[Your task]: Could you copy exactly the lines from the one containing "Exercise. Point out the building" through the last line of the records below, leaving out any pictures?

[Photo-based point labeling data]:

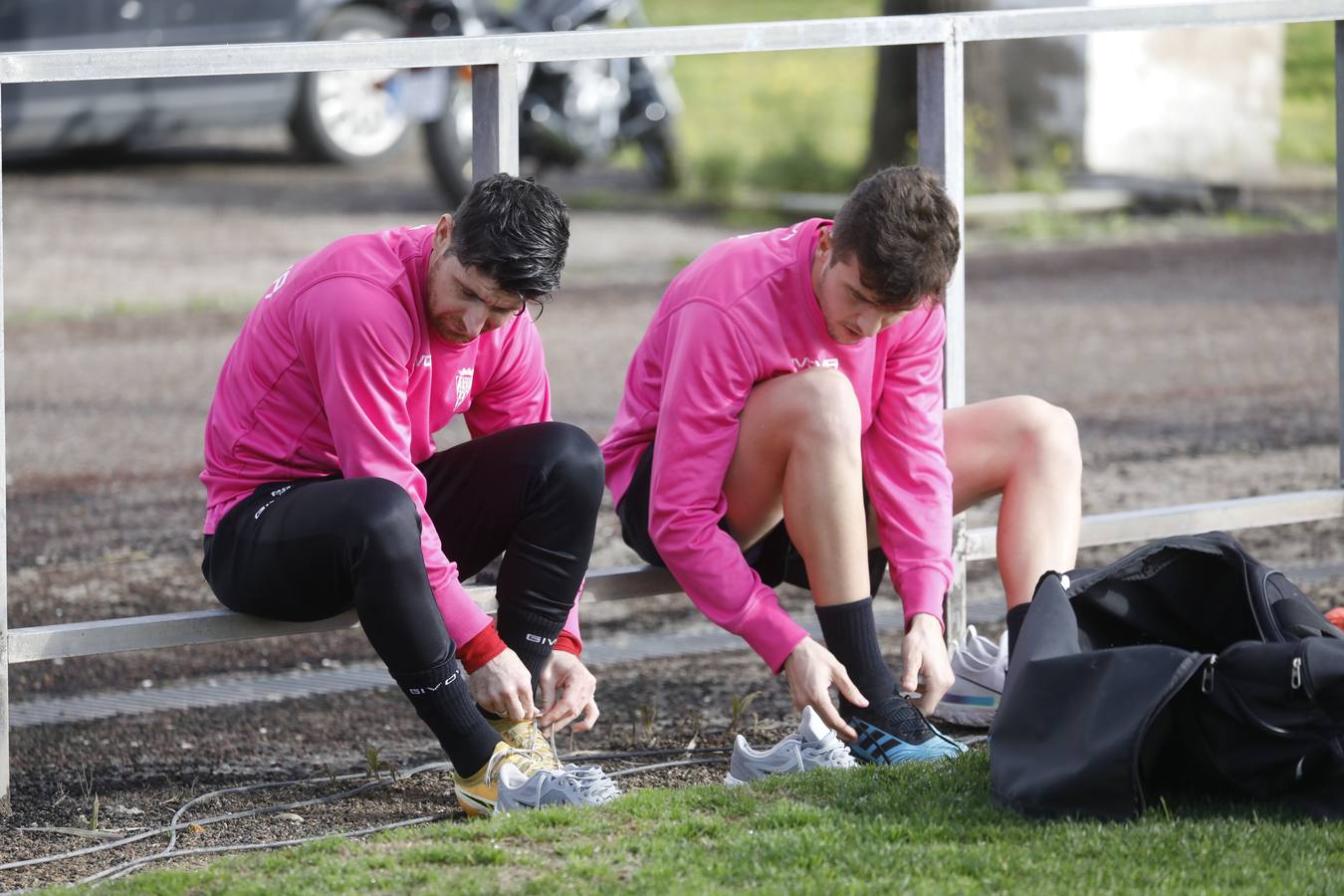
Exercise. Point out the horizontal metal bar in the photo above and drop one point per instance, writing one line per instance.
(207, 626)
(1190, 519)
(629, 581)
(755, 37)
(142, 633)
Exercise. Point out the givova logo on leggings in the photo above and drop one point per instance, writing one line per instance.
(417, 692)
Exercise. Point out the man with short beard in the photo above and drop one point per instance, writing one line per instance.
(326, 492)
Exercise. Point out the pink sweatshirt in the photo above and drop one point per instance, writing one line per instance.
(336, 371)
(742, 314)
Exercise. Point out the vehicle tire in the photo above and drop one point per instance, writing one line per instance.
(448, 142)
(349, 117)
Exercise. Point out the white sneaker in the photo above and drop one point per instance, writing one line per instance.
(812, 746)
(980, 666)
(563, 786)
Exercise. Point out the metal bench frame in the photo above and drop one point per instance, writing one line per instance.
(495, 95)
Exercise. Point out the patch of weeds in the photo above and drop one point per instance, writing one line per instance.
(718, 176)
(802, 166)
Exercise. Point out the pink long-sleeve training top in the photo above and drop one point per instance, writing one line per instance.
(742, 314)
(337, 371)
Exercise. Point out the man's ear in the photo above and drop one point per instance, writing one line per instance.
(825, 241)
(442, 233)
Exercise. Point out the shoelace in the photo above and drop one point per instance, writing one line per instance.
(586, 784)
(526, 761)
(829, 753)
(909, 723)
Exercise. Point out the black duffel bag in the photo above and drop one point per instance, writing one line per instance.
(1186, 666)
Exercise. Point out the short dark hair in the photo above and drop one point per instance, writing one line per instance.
(902, 229)
(514, 231)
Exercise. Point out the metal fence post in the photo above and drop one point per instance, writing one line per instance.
(494, 119)
(1339, 206)
(4, 557)
(941, 87)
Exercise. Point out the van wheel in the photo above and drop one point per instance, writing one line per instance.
(349, 117)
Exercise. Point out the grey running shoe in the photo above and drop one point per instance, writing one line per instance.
(566, 786)
(812, 746)
(980, 666)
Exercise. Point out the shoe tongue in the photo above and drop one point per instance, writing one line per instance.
(909, 723)
(812, 729)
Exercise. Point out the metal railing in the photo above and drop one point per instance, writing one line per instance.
(495, 97)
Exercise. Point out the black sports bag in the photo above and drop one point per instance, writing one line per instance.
(1185, 666)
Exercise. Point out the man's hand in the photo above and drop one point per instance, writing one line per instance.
(503, 687)
(567, 689)
(810, 669)
(924, 652)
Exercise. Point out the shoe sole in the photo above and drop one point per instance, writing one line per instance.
(472, 804)
(974, 710)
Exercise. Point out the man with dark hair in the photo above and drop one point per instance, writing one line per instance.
(325, 489)
(783, 421)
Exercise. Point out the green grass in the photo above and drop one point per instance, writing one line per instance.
(772, 119)
(1308, 117)
(913, 829)
(799, 119)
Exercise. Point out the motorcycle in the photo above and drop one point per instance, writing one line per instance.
(570, 112)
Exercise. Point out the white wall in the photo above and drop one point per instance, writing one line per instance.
(1199, 104)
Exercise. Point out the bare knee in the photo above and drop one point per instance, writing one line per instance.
(1047, 435)
(825, 410)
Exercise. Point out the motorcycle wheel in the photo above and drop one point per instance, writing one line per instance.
(348, 117)
(448, 142)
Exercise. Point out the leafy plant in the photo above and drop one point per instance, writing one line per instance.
(648, 722)
(738, 711)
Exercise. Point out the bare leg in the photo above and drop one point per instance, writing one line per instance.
(798, 460)
(1027, 450)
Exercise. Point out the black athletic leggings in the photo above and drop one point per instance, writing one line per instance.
(314, 549)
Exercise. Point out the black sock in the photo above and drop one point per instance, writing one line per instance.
(1016, 615)
(852, 637)
(529, 634)
(442, 702)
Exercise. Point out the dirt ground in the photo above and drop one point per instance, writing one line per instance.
(1197, 368)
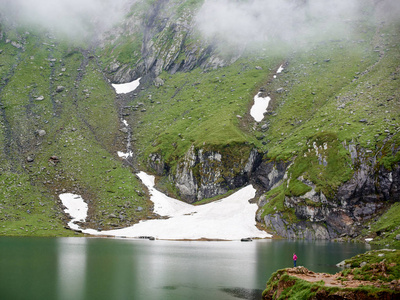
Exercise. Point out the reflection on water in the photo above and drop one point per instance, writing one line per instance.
(71, 268)
(82, 268)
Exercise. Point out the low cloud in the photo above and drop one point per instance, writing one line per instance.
(74, 18)
(243, 22)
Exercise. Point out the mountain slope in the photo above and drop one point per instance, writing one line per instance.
(325, 157)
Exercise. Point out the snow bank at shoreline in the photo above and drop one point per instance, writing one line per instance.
(125, 88)
(231, 218)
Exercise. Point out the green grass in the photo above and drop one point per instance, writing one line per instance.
(291, 287)
(198, 108)
(386, 228)
(369, 266)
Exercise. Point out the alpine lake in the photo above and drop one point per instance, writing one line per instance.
(109, 268)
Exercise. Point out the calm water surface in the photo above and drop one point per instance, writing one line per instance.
(95, 268)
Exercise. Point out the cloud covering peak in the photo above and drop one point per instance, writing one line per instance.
(74, 18)
(243, 22)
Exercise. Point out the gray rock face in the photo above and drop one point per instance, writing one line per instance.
(164, 47)
(356, 201)
(205, 174)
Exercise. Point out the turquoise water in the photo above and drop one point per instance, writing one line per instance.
(95, 268)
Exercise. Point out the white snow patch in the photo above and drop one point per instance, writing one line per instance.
(125, 88)
(125, 155)
(75, 207)
(259, 107)
(231, 218)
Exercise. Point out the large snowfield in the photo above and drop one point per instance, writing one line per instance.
(231, 218)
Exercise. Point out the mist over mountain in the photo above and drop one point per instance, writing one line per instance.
(293, 21)
(72, 18)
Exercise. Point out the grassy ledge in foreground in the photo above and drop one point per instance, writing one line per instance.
(373, 275)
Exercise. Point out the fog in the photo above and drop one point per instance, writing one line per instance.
(243, 22)
(73, 18)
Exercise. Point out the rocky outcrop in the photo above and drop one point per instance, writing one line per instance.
(371, 188)
(206, 173)
(167, 44)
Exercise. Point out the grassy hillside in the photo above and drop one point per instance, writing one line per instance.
(57, 103)
(373, 275)
(60, 118)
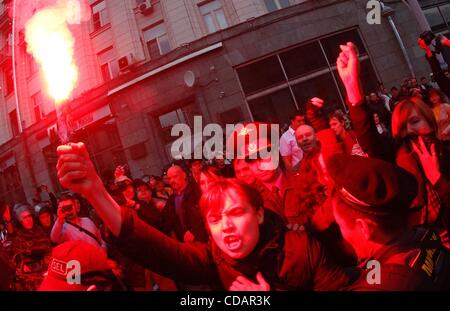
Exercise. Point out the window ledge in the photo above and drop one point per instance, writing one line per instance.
(100, 30)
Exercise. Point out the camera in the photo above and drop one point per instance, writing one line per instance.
(431, 39)
(66, 208)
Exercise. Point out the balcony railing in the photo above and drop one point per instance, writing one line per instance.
(5, 53)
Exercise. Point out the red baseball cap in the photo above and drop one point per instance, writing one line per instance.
(71, 255)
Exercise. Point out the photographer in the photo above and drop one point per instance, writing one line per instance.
(70, 227)
(426, 43)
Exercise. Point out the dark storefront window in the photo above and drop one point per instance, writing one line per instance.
(274, 108)
(323, 87)
(104, 145)
(11, 189)
(182, 115)
(303, 60)
(279, 84)
(261, 75)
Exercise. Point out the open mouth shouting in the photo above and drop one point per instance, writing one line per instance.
(232, 242)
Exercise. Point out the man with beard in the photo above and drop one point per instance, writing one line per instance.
(69, 226)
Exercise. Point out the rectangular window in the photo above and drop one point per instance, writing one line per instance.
(9, 80)
(445, 10)
(303, 60)
(273, 5)
(435, 19)
(261, 75)
(31, 65)
(14, 123)
(280, 83)
(99, 15)
(277, 107)
(108, 64)
(213, 16)
(157, 40)
(38, 106)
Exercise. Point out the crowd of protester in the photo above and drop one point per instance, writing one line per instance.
(370, 183)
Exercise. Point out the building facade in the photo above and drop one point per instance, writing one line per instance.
(147, 65)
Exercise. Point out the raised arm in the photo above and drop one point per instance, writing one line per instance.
(146, 245)
(362, 120)
(441, 79)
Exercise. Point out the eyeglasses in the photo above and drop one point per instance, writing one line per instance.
(66, 208)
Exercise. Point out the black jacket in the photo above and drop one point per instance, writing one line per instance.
(440, 78)
(290, 260)
(417, 261)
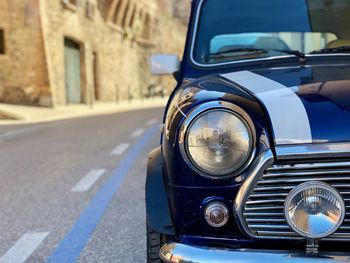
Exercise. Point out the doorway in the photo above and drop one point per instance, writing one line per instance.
(72, 55)
(96, 77)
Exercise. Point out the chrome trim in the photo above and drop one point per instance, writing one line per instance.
(262, 198)
(209, 106)
(194, 37)
(264, 161)
(216, 207)
(308, 185)
(177, 252)
(313, 151)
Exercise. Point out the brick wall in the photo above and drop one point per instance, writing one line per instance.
(35, 63)
(23, 72)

[Task output]:
Exercise. Point out the building facade in the photo above and drop one point per instance, writing one line per instance.
(147, 65)
Exercise. Point out the raised arm in the photo above and drop one point per instance, writing one line per instance.
(146, 245)
(362, 120)
(441, 79)
Exercise. Point out the eyeglasses in the photo above and drop one point per instance, writing one line per instance.
(66, 208)
Exercise. Point out the black jacket in the photo above and drop one point per instance, writing one line per instance.
(440, 78)
(290, 260)
(417, 261)
Exercise. Point out the doorway in the photo above and drop one point per instance, writing one line per instance.
(72, 55)
(96, 77)
Exercise. Point out the chrome trim in the photo above and drop one point per instance, writing one line per instance.
(262, 198)
(209, 106)
(194, 37)
(264, 161)
(216, 207)
(308, 185)
(177, 252)
(313, 151)
Exercise. Point out the brick wall in the photo above and drop one point per instance, writing one line per instance.
(35, 63)
(23, 72)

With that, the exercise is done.